> _Work to be completed_
From the rows below, pull out every one that contains the string "bicycle" and copy each in full, in its original order.

Begin

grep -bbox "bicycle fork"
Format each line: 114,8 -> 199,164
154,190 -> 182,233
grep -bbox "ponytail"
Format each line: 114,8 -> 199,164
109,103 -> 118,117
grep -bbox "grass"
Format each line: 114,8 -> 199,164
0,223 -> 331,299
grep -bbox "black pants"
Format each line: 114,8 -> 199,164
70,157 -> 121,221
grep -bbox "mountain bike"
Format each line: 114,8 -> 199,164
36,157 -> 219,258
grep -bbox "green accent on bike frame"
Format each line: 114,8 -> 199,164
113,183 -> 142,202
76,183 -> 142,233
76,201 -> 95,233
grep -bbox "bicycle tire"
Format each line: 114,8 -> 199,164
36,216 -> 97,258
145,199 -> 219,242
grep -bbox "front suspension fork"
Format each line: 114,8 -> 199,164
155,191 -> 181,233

End
Begin

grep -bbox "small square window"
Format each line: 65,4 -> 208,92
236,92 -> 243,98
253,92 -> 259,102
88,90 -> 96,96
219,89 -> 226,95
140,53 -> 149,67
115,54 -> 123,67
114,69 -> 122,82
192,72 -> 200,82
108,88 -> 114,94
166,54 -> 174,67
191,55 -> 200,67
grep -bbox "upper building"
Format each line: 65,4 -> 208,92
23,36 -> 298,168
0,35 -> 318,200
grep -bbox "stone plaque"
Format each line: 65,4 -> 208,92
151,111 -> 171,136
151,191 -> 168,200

End
Begin

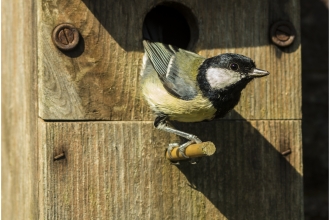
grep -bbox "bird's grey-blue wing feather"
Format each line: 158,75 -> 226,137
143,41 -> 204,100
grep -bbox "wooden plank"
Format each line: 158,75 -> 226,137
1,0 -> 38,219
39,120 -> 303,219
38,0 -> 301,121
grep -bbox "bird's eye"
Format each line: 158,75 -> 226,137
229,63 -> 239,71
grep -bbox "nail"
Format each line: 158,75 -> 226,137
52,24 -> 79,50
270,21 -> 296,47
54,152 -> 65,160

End

> _Task solution_
grep -bbox "bicycle fork"
grep -bbox "bicycle tire"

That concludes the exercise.